> _Directions_:
Please update the records below so that "black shutter" reads "green shutter", keeping everything else the same. Leave the pictures out of your answer.

Excerpts from point annotation data
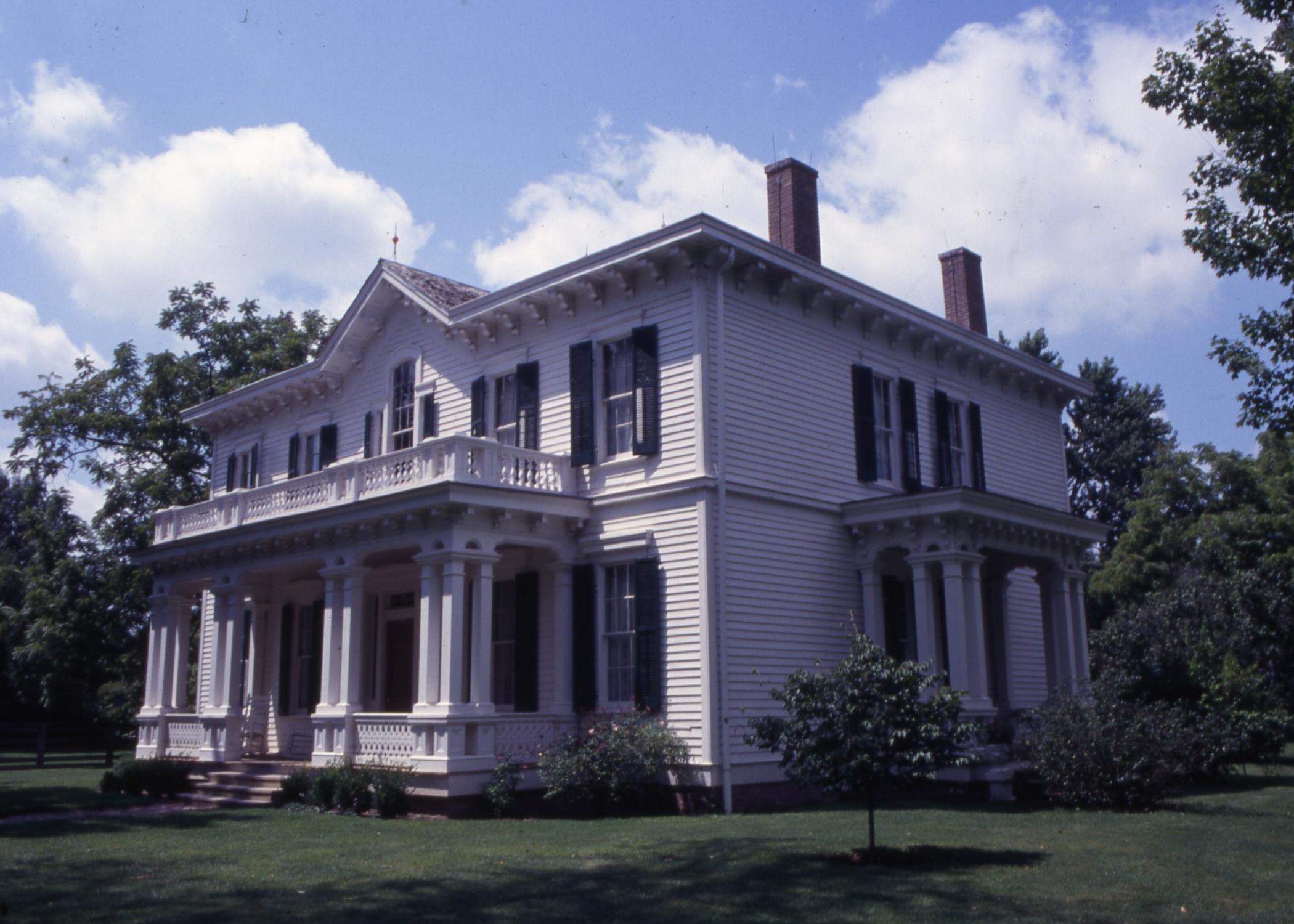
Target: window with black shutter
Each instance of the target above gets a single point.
(430, 425)
(328, 444)
(648, 691)
(865, 425)
(581, 404)
(584, 637)
(976, 447)
(528, 405)
(479, 407)
(911, 444)
(646, 391)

> _Problem solution_:
Target: window with green shutter
Each instance of the target above gets a single point.
(430, 425)
(328, 444)
(648, 691)
(865, 425)
(581, 404)
(584, 637)
(976, 447)
(528, 405)
(479, 407)
(911, 444)
(646, 391)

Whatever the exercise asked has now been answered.